● PROBLEM DETAILS:
Rewrite the passage on the pathetic fallacy from "If inanimate things" to "the pathetic fallacy.", changing every "hills" to "mountains".

:: PAGE EXCERPT ::

If inanimate things such as hills become alive with the sound of music, we may suspect there is at the absolute least a solitary musician, hunkered down, practicing on an instrument, in all likelihood an exotic instrument, say a bag pipe or Sousaphone, our logic being only someone with an exotic instrument would want to practise in the hills.
Dramatic logic overcomes the possibility of a single musician, a string quartet, or a full symphony orchestra, overcomes because most of us who read have been indoctrinated. We accept the potential for hills coming alive in the first place because of previous things we've read.
We admire the hills, taking on a musical quality, which is in fact a poetic quality as opposed to the more scientific presence of wind or rock slide. Thus the phenomenon or, if you will, literary device of the pathetic fallacy.
Writers, in particular poets, were using the pathetic fallacy before the pathetic fallacy had been discovered by the Victorian-era critic, Walter Pater. William Wordsworth, for example, "wandered lonely as a cloud
That floats on high o’er vales and hills,”using a lovely image that attributes the human emotional quality of loneliness with the non-human form of a cloud.
At one point in your development, you were of the opinion that the term "pathetic fallacy" was typical of the buzzwords of the critic and academic. Why, you asked yourself, wasn't a pathetic fallacy anything more than personification?

:::
:: SUPPLIED INFORMATION ::

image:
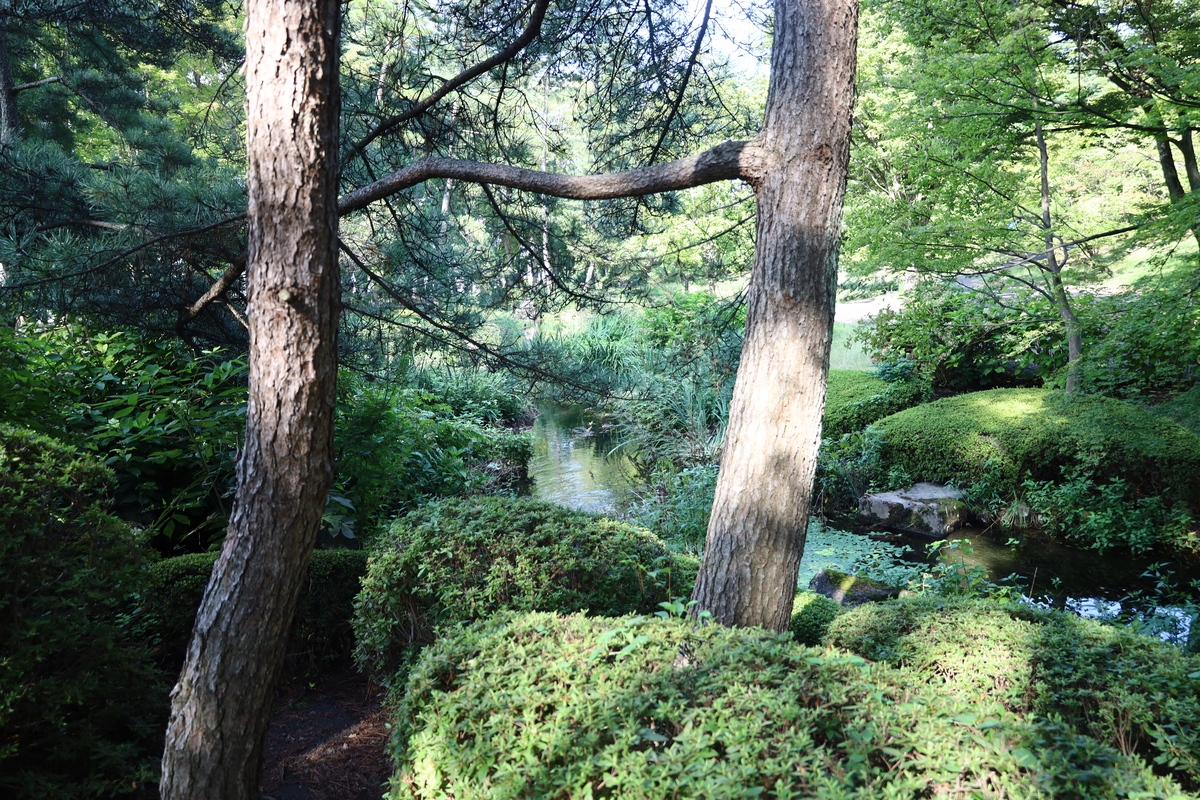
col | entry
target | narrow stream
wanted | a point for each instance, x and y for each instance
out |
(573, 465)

:::
:: SUPPLIED INFORMATION ::

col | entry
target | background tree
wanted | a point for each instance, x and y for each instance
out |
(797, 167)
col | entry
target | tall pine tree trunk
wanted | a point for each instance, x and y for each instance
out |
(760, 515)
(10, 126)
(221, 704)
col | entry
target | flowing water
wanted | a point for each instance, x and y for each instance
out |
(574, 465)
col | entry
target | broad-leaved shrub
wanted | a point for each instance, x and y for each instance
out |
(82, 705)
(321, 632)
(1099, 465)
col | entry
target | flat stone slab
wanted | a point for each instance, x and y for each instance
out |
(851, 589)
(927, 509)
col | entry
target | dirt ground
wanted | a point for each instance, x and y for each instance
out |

:::

● COMPLETED EXERCISE:
If inanimate things such as mountains become alive with the sound of music, we may suspect there is at the absolute least a solitary musician, hunkered down, practicing on an instrument, in all likelihood an exotic instrument, say a bag pipe or Sousaphone, our logic being only someone with an exotic instrument would want to practise in the mountains.
Dramatic logic overcomes the possibility of a single musician, a string quartet, or a full symphony orchestra, overcomes because most of us who read have been indoctrinated. We accept the potential for mountains coming alive in the first place because of previous things we've read.
We admire the mountains, taking on a musical quality, which is in fact a poetic quality as opposed to the more scientific presence of wind or rock slide. Thus the phenomenon or, if you will, literary device of the pathetic fallacy.